**Description of the task:** Without including pictures, set down every record exactly as it stands.

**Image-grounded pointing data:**
═══

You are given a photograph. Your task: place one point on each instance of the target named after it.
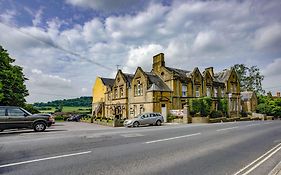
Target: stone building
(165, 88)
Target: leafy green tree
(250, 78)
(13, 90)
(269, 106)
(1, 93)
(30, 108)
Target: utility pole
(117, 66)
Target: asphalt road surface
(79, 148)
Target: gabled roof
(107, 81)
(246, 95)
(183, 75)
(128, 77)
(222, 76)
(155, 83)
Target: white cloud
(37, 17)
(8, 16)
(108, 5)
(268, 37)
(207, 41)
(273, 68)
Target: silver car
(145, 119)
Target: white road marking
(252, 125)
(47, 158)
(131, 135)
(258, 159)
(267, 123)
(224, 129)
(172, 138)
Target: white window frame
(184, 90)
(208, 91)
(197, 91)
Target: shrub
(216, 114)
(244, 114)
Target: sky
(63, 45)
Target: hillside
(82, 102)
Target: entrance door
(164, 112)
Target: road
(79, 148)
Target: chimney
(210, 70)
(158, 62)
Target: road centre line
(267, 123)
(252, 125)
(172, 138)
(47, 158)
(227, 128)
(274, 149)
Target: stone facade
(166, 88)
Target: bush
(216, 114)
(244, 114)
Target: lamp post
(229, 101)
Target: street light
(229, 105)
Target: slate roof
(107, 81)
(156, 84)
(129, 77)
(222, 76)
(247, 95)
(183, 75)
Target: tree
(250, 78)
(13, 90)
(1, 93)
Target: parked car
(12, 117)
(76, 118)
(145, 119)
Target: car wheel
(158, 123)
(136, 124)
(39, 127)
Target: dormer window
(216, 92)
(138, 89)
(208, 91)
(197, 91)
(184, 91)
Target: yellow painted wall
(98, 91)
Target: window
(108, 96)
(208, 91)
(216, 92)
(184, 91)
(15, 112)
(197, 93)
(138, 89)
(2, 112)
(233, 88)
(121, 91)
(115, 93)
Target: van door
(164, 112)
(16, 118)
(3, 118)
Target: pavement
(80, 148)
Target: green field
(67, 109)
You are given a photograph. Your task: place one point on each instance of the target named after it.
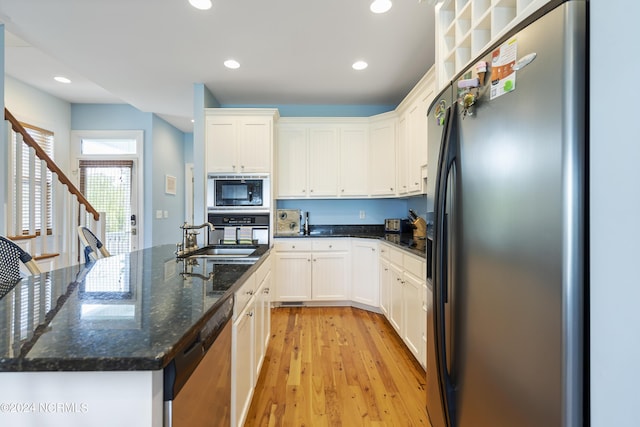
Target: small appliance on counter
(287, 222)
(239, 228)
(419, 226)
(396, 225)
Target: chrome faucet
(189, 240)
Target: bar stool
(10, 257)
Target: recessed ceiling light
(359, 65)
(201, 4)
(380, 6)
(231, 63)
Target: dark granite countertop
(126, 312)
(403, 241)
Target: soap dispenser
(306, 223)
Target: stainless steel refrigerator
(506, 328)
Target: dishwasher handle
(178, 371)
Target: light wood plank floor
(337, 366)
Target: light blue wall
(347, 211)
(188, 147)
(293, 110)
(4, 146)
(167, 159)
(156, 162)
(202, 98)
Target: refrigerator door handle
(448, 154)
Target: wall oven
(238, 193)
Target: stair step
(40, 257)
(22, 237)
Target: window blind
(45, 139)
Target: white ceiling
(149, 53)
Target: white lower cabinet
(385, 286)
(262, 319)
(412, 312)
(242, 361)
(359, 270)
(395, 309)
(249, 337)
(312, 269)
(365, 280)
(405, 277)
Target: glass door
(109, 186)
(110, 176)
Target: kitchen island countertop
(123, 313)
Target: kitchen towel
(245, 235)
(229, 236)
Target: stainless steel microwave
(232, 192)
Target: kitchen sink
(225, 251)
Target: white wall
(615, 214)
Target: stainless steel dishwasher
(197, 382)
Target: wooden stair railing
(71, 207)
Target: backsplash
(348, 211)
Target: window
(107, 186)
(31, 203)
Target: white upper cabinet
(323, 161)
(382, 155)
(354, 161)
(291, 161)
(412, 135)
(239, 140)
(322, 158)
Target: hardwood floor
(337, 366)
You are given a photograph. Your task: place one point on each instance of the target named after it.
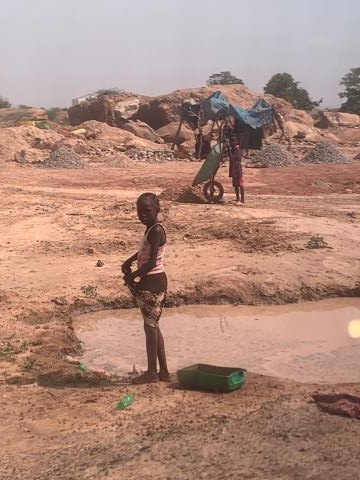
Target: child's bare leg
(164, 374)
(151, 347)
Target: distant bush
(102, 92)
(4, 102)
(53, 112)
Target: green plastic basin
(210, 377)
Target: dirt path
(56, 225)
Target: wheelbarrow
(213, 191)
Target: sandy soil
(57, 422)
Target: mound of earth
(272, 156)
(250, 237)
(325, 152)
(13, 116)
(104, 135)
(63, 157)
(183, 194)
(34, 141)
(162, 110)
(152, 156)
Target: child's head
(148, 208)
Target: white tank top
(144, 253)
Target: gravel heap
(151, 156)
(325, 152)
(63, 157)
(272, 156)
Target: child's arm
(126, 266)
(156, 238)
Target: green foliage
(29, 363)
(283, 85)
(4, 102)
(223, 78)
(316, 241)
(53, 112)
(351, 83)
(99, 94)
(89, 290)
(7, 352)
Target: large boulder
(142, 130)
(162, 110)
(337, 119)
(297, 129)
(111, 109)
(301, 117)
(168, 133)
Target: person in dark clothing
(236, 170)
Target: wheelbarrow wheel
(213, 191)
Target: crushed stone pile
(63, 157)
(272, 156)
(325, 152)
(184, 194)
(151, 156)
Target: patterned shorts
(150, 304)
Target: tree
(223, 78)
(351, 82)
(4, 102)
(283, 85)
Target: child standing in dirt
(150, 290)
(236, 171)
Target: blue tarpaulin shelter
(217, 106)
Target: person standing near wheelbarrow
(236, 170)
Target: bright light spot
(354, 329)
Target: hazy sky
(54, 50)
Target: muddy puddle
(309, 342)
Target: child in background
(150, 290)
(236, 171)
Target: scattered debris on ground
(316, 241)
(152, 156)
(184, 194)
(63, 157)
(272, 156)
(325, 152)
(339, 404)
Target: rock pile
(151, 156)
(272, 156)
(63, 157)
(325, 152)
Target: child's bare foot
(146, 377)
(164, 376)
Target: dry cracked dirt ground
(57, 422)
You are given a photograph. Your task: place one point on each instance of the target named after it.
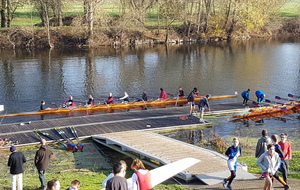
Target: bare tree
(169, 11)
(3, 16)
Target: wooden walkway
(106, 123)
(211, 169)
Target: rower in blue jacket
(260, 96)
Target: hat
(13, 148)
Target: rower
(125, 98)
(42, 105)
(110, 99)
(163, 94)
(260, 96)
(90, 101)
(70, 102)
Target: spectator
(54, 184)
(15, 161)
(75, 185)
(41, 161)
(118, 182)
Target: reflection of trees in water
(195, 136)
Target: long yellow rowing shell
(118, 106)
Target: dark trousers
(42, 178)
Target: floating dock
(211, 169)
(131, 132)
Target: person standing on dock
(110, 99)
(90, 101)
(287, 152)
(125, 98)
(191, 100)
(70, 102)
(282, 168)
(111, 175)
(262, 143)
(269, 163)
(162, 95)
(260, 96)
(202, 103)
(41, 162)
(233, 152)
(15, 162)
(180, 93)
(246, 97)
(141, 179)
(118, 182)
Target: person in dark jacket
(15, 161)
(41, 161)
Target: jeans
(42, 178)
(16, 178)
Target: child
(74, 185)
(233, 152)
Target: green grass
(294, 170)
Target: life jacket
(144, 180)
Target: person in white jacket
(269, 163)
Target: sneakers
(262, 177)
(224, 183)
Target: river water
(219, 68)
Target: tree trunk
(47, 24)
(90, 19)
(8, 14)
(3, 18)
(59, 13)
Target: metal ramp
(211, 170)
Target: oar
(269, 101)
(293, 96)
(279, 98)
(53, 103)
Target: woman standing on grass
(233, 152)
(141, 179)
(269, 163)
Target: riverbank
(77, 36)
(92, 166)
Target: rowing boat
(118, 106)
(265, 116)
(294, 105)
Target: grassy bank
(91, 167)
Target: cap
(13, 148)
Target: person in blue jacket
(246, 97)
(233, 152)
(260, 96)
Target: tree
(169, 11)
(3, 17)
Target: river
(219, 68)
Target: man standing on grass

═══

**Response area:**
You are given a photograph. Your task: place one point on each instance of the target named after it.
Target: stone building
(165, 88)
Target: leafy green tree
(250, 78)
(13, 90)
(269, 106)
(1, 93)
(30, 108)
Target: utility pole
(117, 66)
Target: asphalt road surface
(79, 148)
Target: gabled roof
(107, 81)
(246, 95)
(183, 75)
(128, 77)
(222, 76)
(155, 83)
Target: white cloud
(37, 17)
(8, 16)
(108, 5)
(268, 37)
(207, 41)
(273, 68)
Target: silver car
(145, 119)
Target: white road marking
(252, 125)
(47, 158)
(131, 135)
(258, 159)
(267, 123)
(224, 129)
(172, 138)
Target: white window frame
(184, 90)
(208, 91)
(197, 91)
Target: shrub
(216, 114)
(244, 114)
Target: sky
(63, 45)
Target: hillside
(82, 102)
Target: entrance door
(164, 112)
Target: road
(79, 148)
Target: chimney
(210, 70)
(158, 62)
Target: road centre line
(267, 123)
(252, 125)
(172, 138)
(47, 158)
(227, 128)
(274, 149)
Target: stone facade
(166, 88)
Target: bush
(216, 114)
(244, 114)
Target: lamp post
(229, 101)
Target: street light
(229, 105)
Target: slate roof
(107, 81)
(156, 84)
(129, 77)
(222, 76)
(247, 95)
(183, 75)
Target: tree
(250, 78)
(13, 90)
(1, 93)
Target: parked car
(12, 117)
(76, 118)
(145, 119)
Target: car wheel
(158, 123)
(136, 124)
(39, 127)
Target: dormer window
(216, 92)
(138, 89)
(208, 91)
(197, 91)
(184, 91)
Target: yellow painted wall
(98, 91)
Target: window
(108, 96)
(208, 91)
(216, 92)
(184, 91)
(15, 112)
(197, 93)
(138, 89)
(2, 112)
(233, 88)
(121, 91)
(115, 93)
Target: van door
(164, 112)
(16, 118)
(3, 118)
Target: pavement
(80, 148)
Target: green field
(67, 109)
You are given a photograph. Your task: place one point on each instance of the target named after it.
Target: small appliance on counter
(287, 222)
(239, 228)
(419, 226)
(396, 225)
Target: chrome faucet
(189, 240)
Target: bar stool
(10, 257)
Target: recessed ceiling light
(359, 65)
(201, 4)
(380, 6)
(231, 63)
Target: dark granite countertop
(126, 312)
(403, 241)
Target: soap dispenser
(306, 223)
Target: stainless steel refrigerator
(506, 328)
Target: dishwasher handle
(178, 371)
Target: light wood plank floor
(337, 366)
Target: light blue wall
(347, 211)
(188, 147)
(293, 110)
(4, 146)
(167, 159)
(156, 162)
(202, 98)
Target: refrigerator door handle
(448, 154)
Target: wall oven
(238, 193)
Target: stair step
(40, 257)
(22, 237)
Target: window blind
(45, 139)
Target: white ceiling
(149, 53)
Target: white lower cabinet
(385, 286)
(262, 319)
(412, 312)
(242, 361)
(359, 270)
(395, 309)
(249, 337)
(312, 269)
(365, 280)
(405, 277)
Target: glass door
(109, 186)
(110, 176)
Target: kitchen island countertop
(123, 313)
Target: kitchen towel
(245, 235)
(229, 236)
Target: stainless steel microwave
(232, 192)
Target: kitchen sink
(225, 251)
Target: white wall
(615, 214)
Target: stainless steel dishwasher
(197, 382)
Target: wooden stair railing
(71, 207)
Target: backsplash
(348, 211)
Target: window
(107, 186)
(31, 203)
Target: white upper cabinet
(323, 161)
(382, 155)
(354, 161)
(291, 161)
(412, 135)
(239, 140)
(322, 158)
Target: hardwood floor
(337, 366)
You are given a photograph. Your task: place one point on each instance of the target named after it.
Target: child's bare leg
(164, 374)
(151, 347)
Target: distant bush
(102, 92)
(4, 102)
(53, 112)
Target: green plastic basin
(210, 377)
Target: dirt path
(56, 225)
Target: wheelbarrow
(213, 191)
Target: sandy soil
(57, 422)
Target: mound of earth
(272, 156)
(250, 237)
(325, 152)
(13, 116)
(104, 135)
(63, 157)
(183, 194)
(34, 141)
(162, 110)
(152, 156)
Target: child's head
(148, 208)
Target: white tank top
(144, 253)
Target: gravel heap
(151, 156)
(325, 152)
(63, 157)
(272, 156)
Target: child's arm
(126, 266)
(156, 238)
Target: green foliage
(29, 363)
(283, 85)
(4, 102)
(223, 78)
(316, 241)
(53, 112)
(351, 83)
(99, 94)
(89, 290)
(7, 352)
Target: large boulder
(142, 130)
(162, 110)
(337, 119)
(297, 129)
(111, 109)
(301, 117)
(168, 133)
Target: person in dark clothing
(236, 170)
Target: wheelbarrow wheel
(213, 191)
Target: crushed stone pile
(63, 157)
(272, 156)
(325, 152)
(184, 194)
(151, 156)
Target: patterned shorts
(150, 304)
Target: tree
(223, 78)
(351, 82)
(4, 102)
(283, 85)
Target: child standing in dirt
(150, 290)
(236, 171)
Target: blue tarpaulin shelter
(217, 106)
Target: person standing near wheelbarrow
(236, 170)
Target: bright light spot
(354, 329)
Target: hazy sky
(54, 50)
Target: muddy puddle
(309, 342)
Target: child in background
(150, 290)
(236, 171)
Target: scattered debris on ground
(316, 241)
(152, 156)
(184, 194)
(63, 157)
(272, 156)
(325, 152)
(339, 404)
Target: rock pile
(151, 156)
(272, 156)
(63, 157)
(325, 152)
Target: child's bare foot
(146, 377)
(164, 376)
Target: dry cracked dirt ground
(57, 422)
You are given a photograph. Your task: place one point on each instance of the target named after it.
Target: bare tree
(169, 11)
(3, 16)
Target: wooden walkway
(106, 123)
(211, 169)
Target: rower in blue jacket
(260, 96)
Target: hat
(13, 148)
Target: rower
(125, 98)
(42, 105)
(110, 99)
(163, 94)
(260, 96)
(90, 101)
(70, 102)
Target: spectator
(54, 184)
(15, 161)
(75, 185)
(41, 161)
(118, 182)
Target: reflection of trees in water
(195, 136)
Target: long yellow rowing shell
(118, 106)
Target: dark trousers
(42, 178)
Target: floating dock
(211, 169)
(131, 132)
Target: person standing on dock
(110, 99)
(90, 101)
(287, 152)
(125, 98)
(191, 100)
(70, 102)
(282, 168)
(111, 175)
(262, 143)
(269, 163)
(162, 95)
(260, 96)
(202, 103)
(41, 162)
(233, 152)
(15, 162)
(180, 93)
(246, 97)
(141, 179)
(118, 182)
Target: person in dark jacket
(15, 161)
(41, 161)
Target: jeans
(42, 178)
(16, 178)
Target: child
(74, 185)
(233, 152)
Target: green grass
(294, 170)
Target: life jacket
(144, 180)
Target: person in white jacket
(269, 163)
Target: sneakers
(262, 177)
(224, 183)
Target: river water
(219, 68)
Target: tree trunk
(47, 24)
(90, 19)
(8, 14)
(3, 18)
(59, 13)
Target: metal ramp
(211, 170)
Target: oar
(269, 101)
(293, 96)
(279, 98)
(53, 103)
Target: woman standing on grass
(233, 152)
(141, 179)
(269, 163)
Target: riverbank
(77, 36)
(92, 166)
Target: rowing boat
(118, 106)
(265, 116)
(294, 105)
Target: grassy bank
(91, 167)
Target: cap
(13, 148)
Target: person in blue jacket
(246, 97)
(233, 152)
(260, 96)
Target: tree
(169, 11)
(3, 17)
Target: river
(219, 68)
Target: man standing on grass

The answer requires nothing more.